• **Task brief**: Return the following lines unchanged, beginning at the line that contains "Thanks for the photo. Could you please mark the cucumber shadow" and stopping after the final line of the items.

• **Excerpted records**:

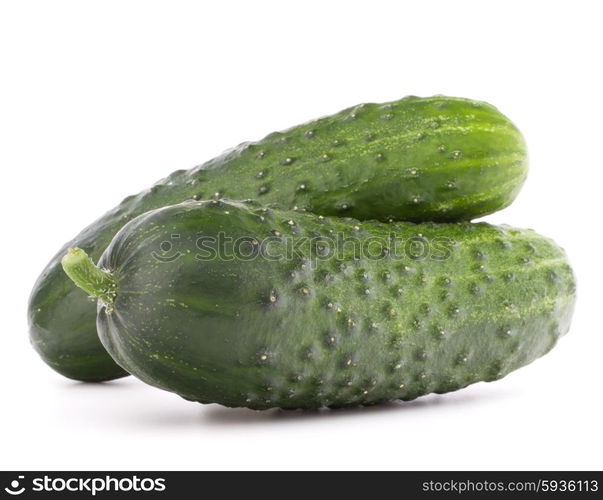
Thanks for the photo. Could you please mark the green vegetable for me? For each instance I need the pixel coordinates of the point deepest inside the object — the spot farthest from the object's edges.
(261, 307)
(437, 158)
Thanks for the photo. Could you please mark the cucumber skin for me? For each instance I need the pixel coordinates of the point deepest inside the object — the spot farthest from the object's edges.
(289, 334)
(437, 158)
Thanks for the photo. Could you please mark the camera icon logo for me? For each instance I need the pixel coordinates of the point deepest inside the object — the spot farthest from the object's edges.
(14, 487)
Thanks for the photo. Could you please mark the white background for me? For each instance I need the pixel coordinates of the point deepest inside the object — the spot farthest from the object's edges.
(99, 100)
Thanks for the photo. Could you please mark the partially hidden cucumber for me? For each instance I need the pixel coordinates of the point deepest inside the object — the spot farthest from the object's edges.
(231, 303)
(437, 158)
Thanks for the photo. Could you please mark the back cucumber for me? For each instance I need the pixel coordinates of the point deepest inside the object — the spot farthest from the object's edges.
(437, 158)
(264, 308)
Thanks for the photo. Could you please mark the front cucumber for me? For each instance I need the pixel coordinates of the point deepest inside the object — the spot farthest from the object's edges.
(437, 158)
(264, 308)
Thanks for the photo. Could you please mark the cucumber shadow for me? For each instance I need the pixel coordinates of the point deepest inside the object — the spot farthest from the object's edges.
(217, 415)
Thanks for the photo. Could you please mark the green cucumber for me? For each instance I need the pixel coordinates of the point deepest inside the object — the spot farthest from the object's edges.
(437, 158)
(225, 302)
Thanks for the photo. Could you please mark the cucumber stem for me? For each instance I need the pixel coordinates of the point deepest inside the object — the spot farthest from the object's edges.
(90, 278)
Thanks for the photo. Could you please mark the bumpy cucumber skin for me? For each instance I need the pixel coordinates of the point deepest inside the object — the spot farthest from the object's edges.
(308, 333)
(437, 158)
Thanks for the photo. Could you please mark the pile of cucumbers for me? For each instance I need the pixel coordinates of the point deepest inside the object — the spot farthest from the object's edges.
(328, 265)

• **Complete answer**:
Thanks for the photo. Could you please mark the cucumber shadow for me? For each instance I need the pixel coordinates of the point deepest inside the object — the spot farthest from the object's edges.
(217, 415)
Thanks for the photo. Could you please mark the green cucumber for me? For each instance I need the pixel coordinates of the point deepest inside the object — the spot farthest from the object's edges.
(437, 158)
(225, 302)
Thanks for the photo. Could you please mark the cucumber stem for me? For each instance I need the pixel coordinates of the point deepest inside the object — the spot farthest from the object's edges.
(90, 278)
Thanks for the photo. Could you please mark the bumpy cucumber skin for me? For each instance I need the pixel coordinates of the point deepest inside the object — the spot farthest from the object's edges.
(308, 333)
(437, 158)
Thanks for the photo. Could you please mark the pile of cucumbers for me? For each instance I need the pixel coordinates of the point deepest inside the object — the spot farthest from the object's edges.
(328, 265)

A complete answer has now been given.